— Set task —
Put each line from the start of the items through the line containing "<point>661,523</point>" into a numbered list, skipping any blank lines. Leave the pictures out.

— Data excerpts —
## BEGIN
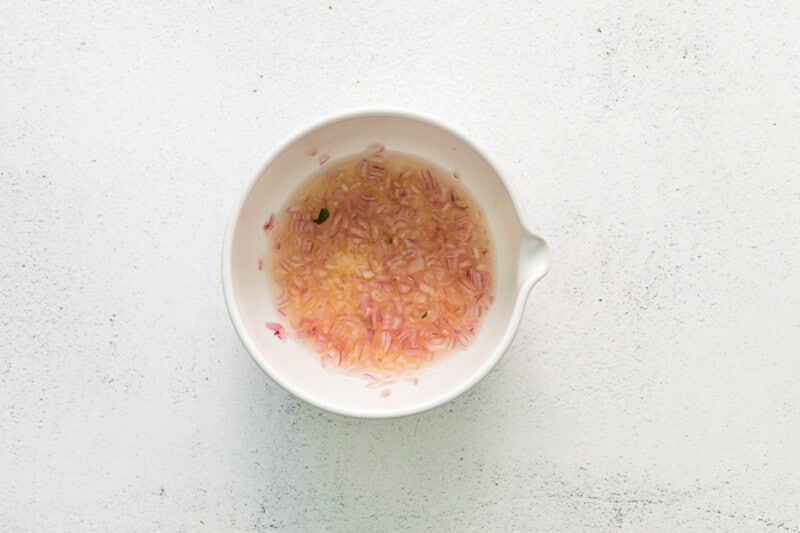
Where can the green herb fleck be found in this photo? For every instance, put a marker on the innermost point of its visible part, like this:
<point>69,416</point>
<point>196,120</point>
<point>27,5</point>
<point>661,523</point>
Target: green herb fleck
<point>323,216</point>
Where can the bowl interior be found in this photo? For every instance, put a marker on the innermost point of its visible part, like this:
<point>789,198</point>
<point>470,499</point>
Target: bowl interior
<point>295,366</point>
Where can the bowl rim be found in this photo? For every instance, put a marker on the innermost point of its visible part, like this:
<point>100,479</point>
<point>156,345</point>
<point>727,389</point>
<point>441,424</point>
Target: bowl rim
<point>227,277</point>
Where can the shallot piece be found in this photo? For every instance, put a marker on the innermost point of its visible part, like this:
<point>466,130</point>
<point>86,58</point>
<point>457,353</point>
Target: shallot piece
<point>277,330</point>
<point>397,274</point>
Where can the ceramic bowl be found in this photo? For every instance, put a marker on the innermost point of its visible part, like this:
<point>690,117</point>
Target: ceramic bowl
<point>521,259</point>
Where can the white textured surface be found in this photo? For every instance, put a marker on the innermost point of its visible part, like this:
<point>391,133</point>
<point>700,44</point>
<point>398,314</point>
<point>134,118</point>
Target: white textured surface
<point>655,381</point>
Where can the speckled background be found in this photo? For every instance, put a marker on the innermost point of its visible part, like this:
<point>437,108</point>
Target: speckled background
<point>654,384</point>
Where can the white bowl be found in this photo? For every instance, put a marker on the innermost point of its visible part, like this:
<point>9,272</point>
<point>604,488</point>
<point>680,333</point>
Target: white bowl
<point>521,259</point>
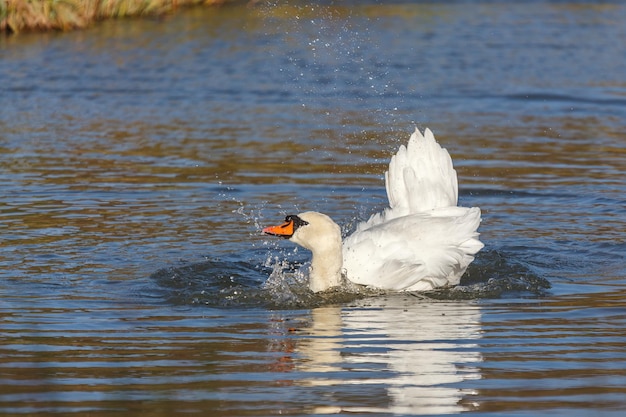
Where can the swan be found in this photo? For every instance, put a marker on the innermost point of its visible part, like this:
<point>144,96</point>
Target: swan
<point>420,242</point>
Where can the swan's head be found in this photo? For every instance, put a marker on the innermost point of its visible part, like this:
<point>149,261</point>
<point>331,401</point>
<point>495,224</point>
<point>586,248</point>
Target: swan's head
<point>322,236</point>
<point>311,230</point>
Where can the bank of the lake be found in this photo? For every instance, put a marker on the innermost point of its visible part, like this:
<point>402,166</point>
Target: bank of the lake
<point>28,15</point>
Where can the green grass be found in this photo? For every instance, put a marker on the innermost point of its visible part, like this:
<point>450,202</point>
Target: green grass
<point>22,15</point>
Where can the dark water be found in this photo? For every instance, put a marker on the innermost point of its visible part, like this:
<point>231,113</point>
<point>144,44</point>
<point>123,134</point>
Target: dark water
<point>140,158</point>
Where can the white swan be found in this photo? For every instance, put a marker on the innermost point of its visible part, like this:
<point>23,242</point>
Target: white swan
<point>422,241</point>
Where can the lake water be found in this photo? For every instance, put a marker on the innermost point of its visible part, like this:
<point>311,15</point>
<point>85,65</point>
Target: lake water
<point>140,159</point>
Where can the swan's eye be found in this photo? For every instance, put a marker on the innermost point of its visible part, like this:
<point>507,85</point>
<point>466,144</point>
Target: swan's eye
<point>297,221</point>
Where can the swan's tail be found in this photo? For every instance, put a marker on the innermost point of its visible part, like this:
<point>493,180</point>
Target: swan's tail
<point>421,177</point>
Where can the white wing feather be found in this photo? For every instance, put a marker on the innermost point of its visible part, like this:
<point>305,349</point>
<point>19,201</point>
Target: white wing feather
<point>423,240</point>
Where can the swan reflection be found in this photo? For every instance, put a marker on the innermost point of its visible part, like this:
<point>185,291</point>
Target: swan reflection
<point>406,356</point>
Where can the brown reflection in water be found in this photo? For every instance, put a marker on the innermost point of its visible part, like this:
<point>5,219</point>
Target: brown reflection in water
<point>573,343</point>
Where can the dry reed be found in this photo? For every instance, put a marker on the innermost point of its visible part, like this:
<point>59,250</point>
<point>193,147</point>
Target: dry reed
<point>21,15</point>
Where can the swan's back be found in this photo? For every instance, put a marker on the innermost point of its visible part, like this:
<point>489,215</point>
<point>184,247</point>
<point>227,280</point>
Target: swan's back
<point>423,240</point>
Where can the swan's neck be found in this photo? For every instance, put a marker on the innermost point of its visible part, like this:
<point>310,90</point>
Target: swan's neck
<point>326,266</point>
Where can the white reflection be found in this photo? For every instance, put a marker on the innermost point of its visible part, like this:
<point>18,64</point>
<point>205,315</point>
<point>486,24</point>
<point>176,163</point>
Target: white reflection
<point>419,351</point>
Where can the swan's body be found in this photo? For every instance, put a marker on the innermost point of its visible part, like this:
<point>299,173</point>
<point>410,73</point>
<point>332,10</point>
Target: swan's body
<point>422,241</point>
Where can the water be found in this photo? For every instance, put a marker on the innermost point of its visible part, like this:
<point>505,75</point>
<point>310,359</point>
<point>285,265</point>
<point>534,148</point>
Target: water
<point>140,159</point>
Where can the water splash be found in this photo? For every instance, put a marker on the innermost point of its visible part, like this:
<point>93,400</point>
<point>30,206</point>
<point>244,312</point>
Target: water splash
<point>279,284</point>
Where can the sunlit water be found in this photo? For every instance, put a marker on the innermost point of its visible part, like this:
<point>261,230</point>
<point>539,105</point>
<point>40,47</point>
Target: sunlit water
<point>140,159</point>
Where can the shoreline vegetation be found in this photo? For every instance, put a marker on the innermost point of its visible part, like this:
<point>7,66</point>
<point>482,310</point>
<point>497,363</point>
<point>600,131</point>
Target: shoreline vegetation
<point>63,15</point>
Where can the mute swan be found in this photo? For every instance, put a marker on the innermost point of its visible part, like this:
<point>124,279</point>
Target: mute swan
<point>422,241</point>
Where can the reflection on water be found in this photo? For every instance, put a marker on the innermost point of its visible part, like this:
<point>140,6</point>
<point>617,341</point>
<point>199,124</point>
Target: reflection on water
<point>138,160</point>
<point>414,353</point>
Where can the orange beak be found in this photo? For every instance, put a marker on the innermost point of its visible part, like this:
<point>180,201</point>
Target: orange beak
<point>284,230</point>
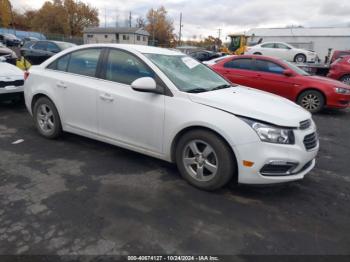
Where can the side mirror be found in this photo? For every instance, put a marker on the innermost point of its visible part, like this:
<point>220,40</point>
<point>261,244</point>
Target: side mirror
<point>144,84</point>
<point>288,73</point>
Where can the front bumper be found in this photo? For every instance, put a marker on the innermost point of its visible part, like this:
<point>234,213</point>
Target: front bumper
<point>261,154</point>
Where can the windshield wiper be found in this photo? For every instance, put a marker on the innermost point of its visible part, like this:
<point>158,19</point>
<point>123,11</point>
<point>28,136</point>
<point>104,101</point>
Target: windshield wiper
<point>197,90</point>
<point>221,87</point>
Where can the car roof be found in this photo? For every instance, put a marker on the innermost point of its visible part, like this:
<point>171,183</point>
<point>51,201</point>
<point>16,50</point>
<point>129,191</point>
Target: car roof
<point>275,42</point>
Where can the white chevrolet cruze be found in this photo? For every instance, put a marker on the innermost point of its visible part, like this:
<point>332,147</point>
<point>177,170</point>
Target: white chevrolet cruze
<point>167,105</point>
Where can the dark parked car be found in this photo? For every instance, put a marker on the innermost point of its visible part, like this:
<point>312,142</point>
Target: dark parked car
<point>204,55</point>
<point>10,40</point>
<point>8,54</point>
<point>340,70</point>
<point>37,52</point>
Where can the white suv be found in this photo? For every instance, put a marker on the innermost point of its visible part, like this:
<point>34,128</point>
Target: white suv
<point>167,105</point>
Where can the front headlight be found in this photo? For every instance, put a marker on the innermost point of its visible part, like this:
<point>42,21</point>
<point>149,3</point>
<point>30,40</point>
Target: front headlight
<point>343,91</point>
<point>270,133</point>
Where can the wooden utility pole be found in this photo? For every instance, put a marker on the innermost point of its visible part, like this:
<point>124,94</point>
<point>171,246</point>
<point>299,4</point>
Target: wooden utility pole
<point>180,31</point>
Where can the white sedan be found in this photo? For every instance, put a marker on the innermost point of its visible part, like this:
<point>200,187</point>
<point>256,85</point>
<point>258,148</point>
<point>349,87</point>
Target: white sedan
<point>168,105</point>
<point>11,81</point>
<point>283,51</point>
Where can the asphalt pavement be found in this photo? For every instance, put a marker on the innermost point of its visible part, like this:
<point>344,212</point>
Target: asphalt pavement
<point>81,197</point>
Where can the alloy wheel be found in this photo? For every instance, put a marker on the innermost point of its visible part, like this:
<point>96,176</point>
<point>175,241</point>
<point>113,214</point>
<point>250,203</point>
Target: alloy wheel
<point>346,80</point>
<point>200,160</point>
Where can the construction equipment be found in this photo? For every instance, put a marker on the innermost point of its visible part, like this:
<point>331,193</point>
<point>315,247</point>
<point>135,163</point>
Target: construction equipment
<point>237,45</point>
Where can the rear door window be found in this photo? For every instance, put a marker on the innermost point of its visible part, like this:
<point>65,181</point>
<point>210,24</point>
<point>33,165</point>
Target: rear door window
<point>84,62</point>
<point>268,67</point>
<point>245,64</point>
<point>271,45</point>
<point>124,68</point>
## END
— Final result —
1. Where can the green herb fleck be found in this photo? For every instance, put a marker on the innermost point of its visible part, like this:
2. <point>69,416</point>
3. <point>196,120</point>
4. <point>27,5</point>
5. <point>661,523</point>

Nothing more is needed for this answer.